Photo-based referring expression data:
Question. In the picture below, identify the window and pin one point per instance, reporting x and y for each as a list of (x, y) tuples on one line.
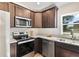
[(71, 22)]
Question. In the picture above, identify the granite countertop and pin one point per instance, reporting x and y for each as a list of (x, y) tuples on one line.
[(59, 39), (13, 41), (54, 38)]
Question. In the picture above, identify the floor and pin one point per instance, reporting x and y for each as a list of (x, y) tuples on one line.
[(38, 55), (32, 55)]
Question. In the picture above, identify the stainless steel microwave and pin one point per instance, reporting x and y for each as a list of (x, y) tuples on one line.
[(22, 22)]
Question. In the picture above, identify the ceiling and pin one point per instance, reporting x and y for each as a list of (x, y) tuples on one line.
[(40, 6)]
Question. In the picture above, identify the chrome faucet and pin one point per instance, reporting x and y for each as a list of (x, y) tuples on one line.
[(72, 33)]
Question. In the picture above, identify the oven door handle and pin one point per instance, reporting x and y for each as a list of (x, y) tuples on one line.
[(25, 41)]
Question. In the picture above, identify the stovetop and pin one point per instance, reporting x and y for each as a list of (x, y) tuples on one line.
[(19, 40)]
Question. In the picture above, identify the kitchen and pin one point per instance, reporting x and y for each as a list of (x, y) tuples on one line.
[(38, 31)]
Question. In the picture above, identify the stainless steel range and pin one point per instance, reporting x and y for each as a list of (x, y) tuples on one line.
[(25, 44)]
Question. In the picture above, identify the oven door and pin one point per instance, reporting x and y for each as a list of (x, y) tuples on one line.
[(25, 48)]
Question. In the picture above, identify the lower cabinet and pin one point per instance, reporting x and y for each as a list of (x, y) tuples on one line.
[(47, 48), (38, 45), (13, 49), (64, 50)]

Task prompt: An exact copy of the entries above is needed, with the pictures removed.

Exercise result:
Question. In the picture below, identify the window and pin one point per instance, reporting x and y for each as a list of (x, y) tuples on one line.
[(71, 22)]
Question. In the picture above, identify the granite countertop and pin one point per instance, reporting x and y for each as a list of (x, y) tuples on one line.
[(59, 39), (13, 41), (54, 38)]
Question. In the picture above, identify the floor and pin one point per instance, reporting x and y for each as a list of (x, y) tuples on one line.
[(38, 55), (32, 55)]
Question. In the picture above, identify the stainless steel microwave and pin one point per instance, reporting x and y for each as a list of (x, y) tuples on one line.
[(22, 22)]
Question. In the picture above, identify the ceiling and pin one point per instance, reporting x and y for each as a list of (x, y) tuples on one line.
[(40, 6)]
Question. In the picture above, identify the chrome faucet and pin one point per instance, reporting x and y for each as a list of (x, y) tuples on one line.
[(72, 33)]
Question. In the picture above, identify the oven door handle and pin one point per instance, reporting x and y for each as a list of (x, y) tuples on one line.
[(25, 41)]
Question. In the picture above, identify the stovetop and pin one point per instance, reporting x and y for each as a list of (x, y) tuples on one line.
[(19, 40)]
Question. In the picture above, identify the kitchen and pin one point per instance, reporting x and y for each as a list of (x, y) tuples on one line.
[(38, 31)]
Question. In the picture above, identify the stainless steel range and pin one point per instance, reporting x and y for each as a list of (x, y) tuples on one line.
[(25, 44)]
Question. In the picture above, identify the oven door and pin one point per instance, reporting x and y for each as a list of (x, y) tuples on one line.
[(25, 48)]
Question. In the picture above, identify the lower cabinet and pin one point per instance, reporting x and y for each as a list of (x, y) tuples on one line.
[(47, 48), (38, 45), (13, 49), (64, 50)]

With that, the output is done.